** What the exercise asks **
Present the stretch of items from the line containing "One point for each instance of the calm" through the end of the items as a Markdown table with two columns, Row and Line. Row holds the row number and Line holds the line; skip blank lines and leave the pictures out.

-*-*-

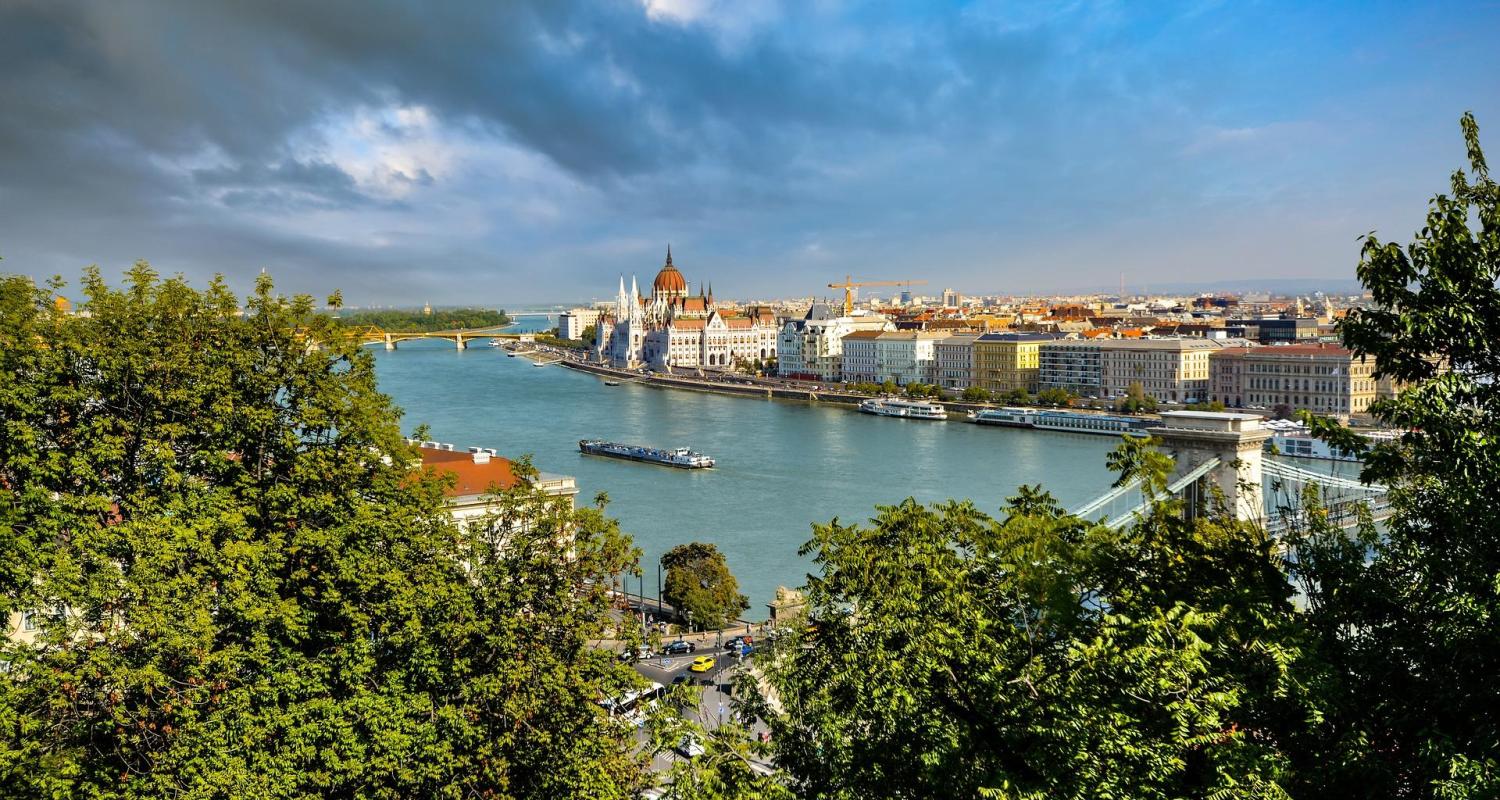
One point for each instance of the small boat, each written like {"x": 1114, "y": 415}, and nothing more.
{"x": 905, "y": 409}
{"x": 677, "y": 457}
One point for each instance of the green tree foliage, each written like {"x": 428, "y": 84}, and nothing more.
{"x": 698, "y": 580}
{"x": 248, "y": 587}
{"x": 1038, "y": 656}
{"x": 1412, "y": 637}
{"x": 450, "y": 318}
{"x": 1136, "y": 400}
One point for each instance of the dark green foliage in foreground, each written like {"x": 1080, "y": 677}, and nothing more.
{"x": 446, "y": 318}
{"x": 699, "y": 581}
{"x": 248, "y": 589}
{"x": 1037, "y": 656}
{"x": 1041, "y": 656}
{"x": 1413, "y": 637}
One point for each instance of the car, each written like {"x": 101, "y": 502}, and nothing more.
{"x": 630, "y": 655}
{"x": 689, "y": 746}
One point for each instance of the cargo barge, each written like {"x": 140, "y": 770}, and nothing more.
{"x": 680, "y": 457}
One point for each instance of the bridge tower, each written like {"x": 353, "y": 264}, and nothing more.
{"x": 1235, "y": 440}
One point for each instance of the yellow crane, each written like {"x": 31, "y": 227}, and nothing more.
{"x": 851, "y": 284}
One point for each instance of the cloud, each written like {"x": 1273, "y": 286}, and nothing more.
{"x": 531, "y": 149}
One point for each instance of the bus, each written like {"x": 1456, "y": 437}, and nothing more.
{"x": 632, "y": 706}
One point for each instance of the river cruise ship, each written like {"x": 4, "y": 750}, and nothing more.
{"x": 677, "y": 457}
{"x": 1073, "y": 422}
{"x": 1293, "y": 439}
{"x": 905, "y": 409}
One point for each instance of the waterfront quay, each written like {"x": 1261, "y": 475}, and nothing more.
{"x": 782, "y": 464}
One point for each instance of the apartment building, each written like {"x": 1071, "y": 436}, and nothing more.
{"x": 573, "y": 321}
{"x": 1323, "y": 378}
{"x": 812, "y": 347}
{"x": 1076, "y": 365}
{"x": 908, "y": 356}
{"x": 1004, "y": 362}
{"x": 956, "y": 360}
{"x": 860, "y": 360}
{"x": 1167, "y": 369}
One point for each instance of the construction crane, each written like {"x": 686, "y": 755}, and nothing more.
{"x": 851, "y": 284}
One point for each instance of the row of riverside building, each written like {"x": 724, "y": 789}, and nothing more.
{"x": 674, "y": 329}
{"x": 1319, "y": 377}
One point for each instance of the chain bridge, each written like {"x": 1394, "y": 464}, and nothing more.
{"x": 1224, "y": 451}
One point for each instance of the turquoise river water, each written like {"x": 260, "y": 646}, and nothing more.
{"x": 782, "y": 466}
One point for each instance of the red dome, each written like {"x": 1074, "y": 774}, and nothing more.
{"x": 669, "y": 281}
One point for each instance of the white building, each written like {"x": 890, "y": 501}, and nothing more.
{"x": 812, "y": 347}
{"x": 908, "y": 356}
{"x": 573, "y": 321}
{"x": 954, "y": 360}
{"x": 674, "y": 329}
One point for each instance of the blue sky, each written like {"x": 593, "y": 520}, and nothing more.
{"x": 531, "y": 152}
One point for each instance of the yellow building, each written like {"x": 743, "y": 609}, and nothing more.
{"x": 1005, "y": 362}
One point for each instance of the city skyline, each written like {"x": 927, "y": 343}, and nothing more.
{"x": 534, "y": 152}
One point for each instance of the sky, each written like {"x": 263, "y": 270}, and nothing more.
{"x": 509, "y": 152}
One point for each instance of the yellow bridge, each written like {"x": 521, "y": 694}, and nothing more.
{"x": 371, "y": 335}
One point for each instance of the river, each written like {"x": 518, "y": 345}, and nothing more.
{"x": 782, "y": 466}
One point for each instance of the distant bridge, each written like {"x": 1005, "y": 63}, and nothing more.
{"x": 1224, "y": 451}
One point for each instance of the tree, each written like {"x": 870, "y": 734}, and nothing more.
{"x": 699, "y": 581}
{"x": 1406, "y": 619}
{"x": 246, "y": 584}
{"x": 954, "y": 655}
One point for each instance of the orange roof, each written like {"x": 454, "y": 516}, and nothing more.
{"x": 470, "y": 478}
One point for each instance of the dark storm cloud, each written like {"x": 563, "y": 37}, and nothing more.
{"x": 527, "y": 147}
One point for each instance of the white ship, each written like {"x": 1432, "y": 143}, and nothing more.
{"x": 1073, "y": 422}
{"x": 906, "y": 409}
{"x": 1293, "y": 439}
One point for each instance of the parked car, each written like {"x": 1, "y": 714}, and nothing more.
{"x": 689, "y": 746}
{"x": 632, "y": 655}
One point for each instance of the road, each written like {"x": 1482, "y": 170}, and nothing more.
{"x": 716, "y": 700}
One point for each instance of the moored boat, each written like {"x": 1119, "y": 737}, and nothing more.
{"x": 905, "y": 409}
{"x": 1014, "y": 418}
{"x": 677, "y": 457}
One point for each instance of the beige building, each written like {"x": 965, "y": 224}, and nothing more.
{"x": 954, "y": 354}
{"x": 1167, "y": 369}
{"x": 812, "y": 347}
{"x": 1005, "y": 362}
{"x": 1322, "y": 378}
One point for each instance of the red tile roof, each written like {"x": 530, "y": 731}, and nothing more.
{"x": 470, "y": 478}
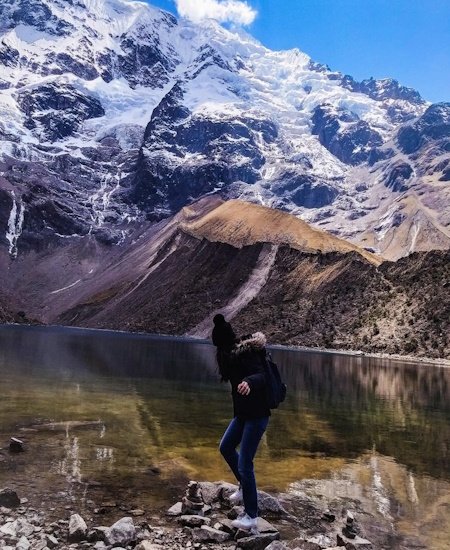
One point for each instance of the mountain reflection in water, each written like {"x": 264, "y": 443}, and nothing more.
{"x": 131, "y": 418}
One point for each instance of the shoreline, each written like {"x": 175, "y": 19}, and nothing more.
{"x": 440, "y": 362}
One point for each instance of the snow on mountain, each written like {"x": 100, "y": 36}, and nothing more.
{"x": 114, "y": 112}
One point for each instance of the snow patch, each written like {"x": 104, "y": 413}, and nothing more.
{"x": 15, "y": 225}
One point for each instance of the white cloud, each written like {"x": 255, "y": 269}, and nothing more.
{"x": 225, "y": 11}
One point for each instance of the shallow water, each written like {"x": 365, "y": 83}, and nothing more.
{"x": 116, "y": 420}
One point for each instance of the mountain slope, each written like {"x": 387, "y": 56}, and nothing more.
{"x": 114, "y": 114}
{"x": 174, "y": 277}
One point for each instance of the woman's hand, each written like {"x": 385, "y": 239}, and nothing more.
{"x": 244, "y": 388}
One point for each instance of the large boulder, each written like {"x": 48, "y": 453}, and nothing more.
{"x": 77, "y": 528}
{"x": 9, "y": 498}
{"x": 122, "y": 533}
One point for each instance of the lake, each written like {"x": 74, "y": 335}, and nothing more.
{"x": 120, "y": 420}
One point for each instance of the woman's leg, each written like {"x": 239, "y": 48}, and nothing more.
{"x": 252, "y": 434}
{"x": 230, "y": 440}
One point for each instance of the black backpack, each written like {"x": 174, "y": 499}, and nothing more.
{"x": 275, "y": 387}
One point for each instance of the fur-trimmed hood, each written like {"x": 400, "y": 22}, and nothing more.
{"x": 252, "y": 342}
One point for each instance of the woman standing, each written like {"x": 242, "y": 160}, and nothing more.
{"x": 251, "y": 417}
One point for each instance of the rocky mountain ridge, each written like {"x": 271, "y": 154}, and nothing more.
{"x": 316, "y": 291}
{"x": 115, "y": 114}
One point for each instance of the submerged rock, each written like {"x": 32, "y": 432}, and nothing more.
{"x": 77, "y": 528}
{"x": 9, "y": 498}
{"x": 122, "y": 533}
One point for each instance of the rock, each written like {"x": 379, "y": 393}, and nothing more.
{"x": 211, "y": 491}
{"x": 276, "y": 545}
{"x": 227, "y": 526}
{"x": 16, "y": 445}
{"x": 357, "y": 543}
{"x": 208, "y": 534}
{"x": 23, "y": 527}
{"x": 121, "y": 533}
{"x": 175, "y": 510}
{"x": 263, "y": 526}
{"x": 269, "y": 504}
{"x": 257, "y": 542}
{"x": 147, "y": 545}
{"x": 51, "y": 541}
{"x": 192, "y": 502}
{"x": 9, "y": 498}
{"x": 97, "y": 534}
{"x": 194, "y": 521}
{"x": 77, "y": 528}
{"x": 23, "y": 543}
{"x": 328, "y": 516}
{"x": 137, "y": 512}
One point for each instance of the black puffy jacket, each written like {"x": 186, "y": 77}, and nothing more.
{"x": 247, "y": 363}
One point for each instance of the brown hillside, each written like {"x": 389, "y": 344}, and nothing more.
{"x": 241, "y": 223}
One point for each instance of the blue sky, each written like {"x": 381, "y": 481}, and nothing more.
{"x": 408, "y": 40}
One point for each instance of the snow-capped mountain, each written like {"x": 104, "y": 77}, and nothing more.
{"x": 114, "y": 114}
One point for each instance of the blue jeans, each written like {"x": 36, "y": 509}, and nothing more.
{"x": 248, "y": 434}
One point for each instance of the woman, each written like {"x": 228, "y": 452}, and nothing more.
{"x": 251, "y": 417}
{"x": 223, "y": 338}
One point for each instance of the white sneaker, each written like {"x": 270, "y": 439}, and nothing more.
{"x": 245, "y": 522}
{"x": 236, "y": 497}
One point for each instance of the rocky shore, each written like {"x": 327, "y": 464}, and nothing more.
{"x": 201, "y": 520}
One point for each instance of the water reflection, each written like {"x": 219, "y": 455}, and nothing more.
{"x": 134, "y": 414}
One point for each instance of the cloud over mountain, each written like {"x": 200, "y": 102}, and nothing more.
{"x": 225, "y": 11}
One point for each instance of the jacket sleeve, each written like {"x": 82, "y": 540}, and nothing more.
{"x": 256, "y": 380}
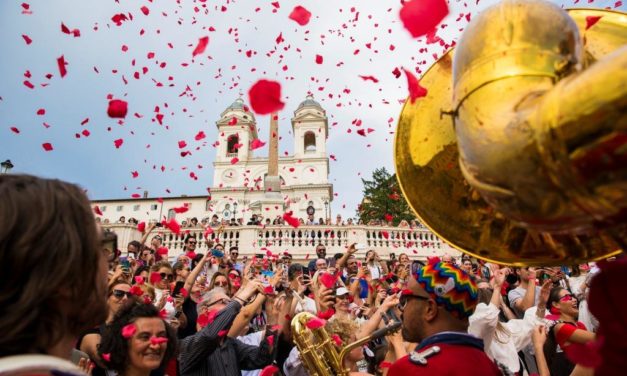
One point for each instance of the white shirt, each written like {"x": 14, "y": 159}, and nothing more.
{"x": 502, "y": 346}
{"x": 253, "y": 339}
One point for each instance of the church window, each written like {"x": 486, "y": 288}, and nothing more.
{"x": 231, "y": 143}
{"x": 310, "y": 142}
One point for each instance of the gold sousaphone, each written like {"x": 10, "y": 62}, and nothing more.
{"x": 518, "y": 153}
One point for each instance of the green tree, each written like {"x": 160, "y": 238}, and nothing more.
{"x": 383, "y": 199}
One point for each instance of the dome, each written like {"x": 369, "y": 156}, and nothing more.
{"x": 237, "y": 105}
{"x": 309, "y": 102}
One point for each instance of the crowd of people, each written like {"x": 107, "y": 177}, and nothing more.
{"x": 69, "y": 294}
{"x": 257, "y": 220}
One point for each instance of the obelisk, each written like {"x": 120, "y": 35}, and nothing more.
{"x": 272, "y": 181}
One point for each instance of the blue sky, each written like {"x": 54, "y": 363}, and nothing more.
{"x": 336, "y": 31}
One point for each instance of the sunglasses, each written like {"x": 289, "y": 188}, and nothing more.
{"x": 404, "y": 299}
{"x": 119, "y": 294}
{"x": 224, "y": 301}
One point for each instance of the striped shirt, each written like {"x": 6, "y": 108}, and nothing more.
{"x": 206, "y": 353}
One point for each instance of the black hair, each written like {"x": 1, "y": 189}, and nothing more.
{"x": 114, "y": 344}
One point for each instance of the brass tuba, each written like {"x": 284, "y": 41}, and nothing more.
{"x": 518, "y": 153}
{"x": 317, "y": 350}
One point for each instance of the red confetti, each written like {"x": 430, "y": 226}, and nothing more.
{"x": 129, "y": 330}
{"x": 270, "y": 370}
{"x": 369, "y": 78}
{"x": 117, "y": 108}
{"x": 256, "y": 144}
{"x": 287, "y": 217}
{"x": 202, "y": 45}
{"x": 61, "y": 63}
{"x": 300, "y": 15}
{"x": 415, "y": 90}
{"x": 265, "y": 97}
{"x": 158, "y": 340}
{"x": 173, "y": 225}
{"x": 315, "y": 323}
{"x": 422, "y": 16}
{"x": 200, "y": 136}
{"x": 155, "y": 278}
{"x": 592, "y": 20}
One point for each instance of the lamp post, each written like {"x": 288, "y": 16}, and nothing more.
{"x": 6, "y": 166}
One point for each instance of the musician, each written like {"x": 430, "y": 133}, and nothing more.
{"x": 436, "y": 307}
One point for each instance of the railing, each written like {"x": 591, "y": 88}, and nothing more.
{"x": 301, "y": 242}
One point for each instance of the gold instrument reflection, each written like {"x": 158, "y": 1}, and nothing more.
{"x": 317, "y": 350}
{"x": 518, "y": 153}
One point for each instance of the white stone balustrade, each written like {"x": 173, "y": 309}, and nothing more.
{"x": 418, "y": 243}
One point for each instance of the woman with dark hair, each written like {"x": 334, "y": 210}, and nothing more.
{"x": 566, "y": 331}
{"x": 53, "y": 267}
{"x": 118, "y": 295}
{"x": 137, "y": 341}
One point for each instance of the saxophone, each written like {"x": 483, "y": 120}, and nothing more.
{"x": 317, "y": 350}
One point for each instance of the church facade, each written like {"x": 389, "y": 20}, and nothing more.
{"x": 239, "y": 187}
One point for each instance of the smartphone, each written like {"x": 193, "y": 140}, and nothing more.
{"x": 217, "y": 253}
{"x": 177, "y": 288}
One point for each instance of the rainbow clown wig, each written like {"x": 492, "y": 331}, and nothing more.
{"x": 450, "y": 287}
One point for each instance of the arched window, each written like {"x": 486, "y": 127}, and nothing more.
{"x": 231, "y": 143}
{"x": 310, "y": 142}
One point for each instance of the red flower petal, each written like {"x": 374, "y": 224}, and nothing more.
{"x": 316, "y": 323}
{"x": 129, "y": 330}
{"x": 287, "y": 217}
{"x": 338, "y": 341}
{"x": 300, "y": 15}
{"x": 591, "y": 21}
{"x": 415, "y": 90}
{"x": 173, "y": 225}
{"x": 256, "y": 144}
{"x": 201, "y": 46}
{"x": 265, "y": 97}
{"x": 328, "y": 279}
{"x": 155, "y": 278}
{"x": 270, "y": 370}
{"x": 422, "y": 16}
{"x": 200, "y": 136}
{"x": 117, "y": 108}
{"x": 61, "y": 63}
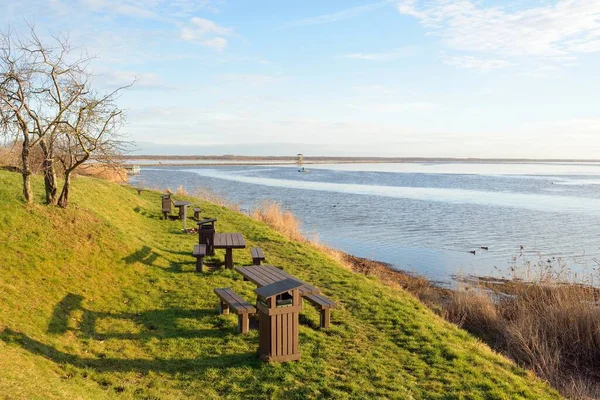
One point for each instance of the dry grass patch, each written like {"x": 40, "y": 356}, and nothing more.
{"x": 109, "y": 173}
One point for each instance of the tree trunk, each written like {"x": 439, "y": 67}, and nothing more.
{"x": 49, "y": 173}
{"x": 26, "y": 173}
{"x": 63, "y": 200}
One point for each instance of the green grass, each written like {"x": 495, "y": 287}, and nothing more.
{"x": 101, "y": 301}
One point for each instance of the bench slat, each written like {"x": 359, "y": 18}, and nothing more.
{"x": 257, "y": 253}
{"x": 199, "y": 250}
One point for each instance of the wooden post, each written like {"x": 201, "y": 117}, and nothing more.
{"x": 183, "y": 215}
{"x": 243, "y": 323}
{"x": 224, "y": 308}
{"x": 229, "y": 258}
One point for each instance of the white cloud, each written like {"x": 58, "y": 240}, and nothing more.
{"x": 155, "y": 9}
{"x": 475, "y": 63}
{"x": 206, "y": 33}
{"x": 248, "y": 79}
{"x": 395, "y": 54}
{"x": 341, "y": 15}
{"x": 394, "y": 107}
{"x": 556, "y": 32}
{"x": 143, "y": 80}
{"x": 126, "y": 8}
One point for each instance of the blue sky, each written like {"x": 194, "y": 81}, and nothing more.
{"x": 461, "y": 78}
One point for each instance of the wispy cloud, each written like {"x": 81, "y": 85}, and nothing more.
{"x": 156, "y": 9}
{"x": 143, "y": 80}
{"x": 341, "y": 15}
{"x": 395, "y": 54}
{"x": 475, "y": 63}
{"x": 421, "y": 106}
{"x": 248, "y": 79}
{"x": 206, "y": 33}
{"x": 557, "y": 32}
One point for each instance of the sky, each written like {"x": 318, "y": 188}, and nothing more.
{"x": 408, "y": 78}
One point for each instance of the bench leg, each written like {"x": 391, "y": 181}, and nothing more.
{"x": 223, "y": 308}
{"x": 199, "y": 264}
{"x": 243, "y": 323}
{"x": 229, "y": 258}
{"x": 325, "y": 318}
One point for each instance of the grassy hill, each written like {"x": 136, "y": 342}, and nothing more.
{"x": 101, "y": 301}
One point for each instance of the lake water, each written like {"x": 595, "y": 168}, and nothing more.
{"x": 424, "y": 217}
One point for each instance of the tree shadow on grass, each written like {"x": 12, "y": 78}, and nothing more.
{"x": 163, "y": 323}
{"x": 147, "y": 213}
{"x": 147, "y": 256}
{"x": 197, "y": 364}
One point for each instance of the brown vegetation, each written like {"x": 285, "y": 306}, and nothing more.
{"x": 109, "y": 173}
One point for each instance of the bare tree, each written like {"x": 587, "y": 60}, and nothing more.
{"x": 90, "y": 129}
{"x": 46, "y": 99}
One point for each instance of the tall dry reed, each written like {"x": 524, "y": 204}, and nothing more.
{"x": 283, "y": 221}
{"x": 552, "y": 328}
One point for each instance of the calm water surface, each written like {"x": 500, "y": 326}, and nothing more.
{"x": 424, "y": 217}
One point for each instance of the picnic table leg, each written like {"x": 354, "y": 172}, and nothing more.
{"x": 243, "y": 323}
{"x": 325, "y": 318}
{"x": 229, "y": 258}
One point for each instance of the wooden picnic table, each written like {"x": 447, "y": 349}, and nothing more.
{"x": 229, "y": 241}
{"x": 182, "y": 206}
{"x": 263, "y": 275}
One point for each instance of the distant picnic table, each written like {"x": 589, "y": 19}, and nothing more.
{"x": 229, "y": 241}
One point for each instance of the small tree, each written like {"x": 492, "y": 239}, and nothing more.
{"x": 89, "y": 130}
{"x": 46, "y": 99}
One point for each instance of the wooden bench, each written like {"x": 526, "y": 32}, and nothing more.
{"x": 230, "y": 299}
{"x": 199, "y": 252}
{"x": 257, "y": 255}
{"x": 324, "y": 305}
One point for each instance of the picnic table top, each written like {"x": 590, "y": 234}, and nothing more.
{"x": 229, "y": 240}
{"x": 263, "y": 275}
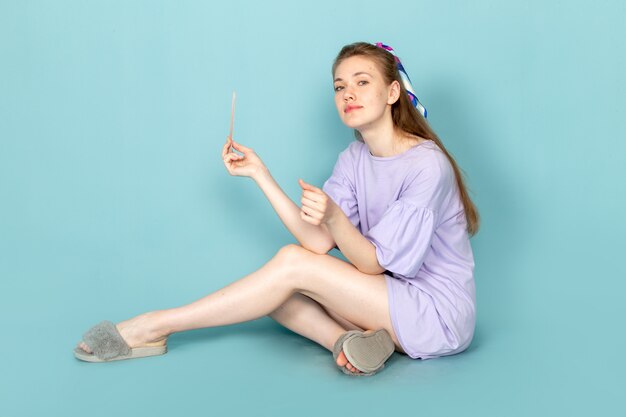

-*-*-

** Task output **
| Row | Line |
|---|---|
| 1 | One point for each instance of the calm water surface, each written like {"x": 500, "y": 326}, and nothing more. |
| 2 | {"x": 424, "y": 217} |
| 3 | One point for each instance of the picnic table leg, each written like {"x": 354, "y": 172}, and nothing more. |
| 4 | {"x": 243, "y": 323} |
| 5 | {"x": 325, "y": 318} |
| 6 | {"x": 229, "y": 258} |
| 7 | One point for each instance of the wooden picnic table, each written like {"x": 447, "y": 349}, and nothing more. |
| 8 | {"x": 229, "y": 241} |
| 9 | {"x": 182, "y": 206} |
| 10 | {"x": 263, "y": 275} |
| 11 | One point for each instance of the distant picnic table, each written like {"x": 589, "y": 19}, and nothing more. |
| 12 | {"x": 229, "y": 241} |
| 13 | One point for each instance of the small tree, each written like {"x": 492, "y": 239}, and nothing more. |
| 14 | {"x": 89, "y": 130} |
| 15 | {"x": 46, "y": 99} |
| 16 | One point for each instance of the wooden bench, each written like {"x": 526, "y": 32}, and nothing more. |
| 17 | {"x": 230, "y": 299} |
| 18 | {"x": 199, "y": 252} |
| 19 | {"x": 257, "y": 255} |
| 20 | {"x": 324, "y": 305} |
| 21 | One point for each instance of the picnic table top, each written like {"x": 590, "y": 234}, and nothing more. |
| 22 | {"x": 229, "y": 240} |
| 23 | {"x": 263, "y": 275} |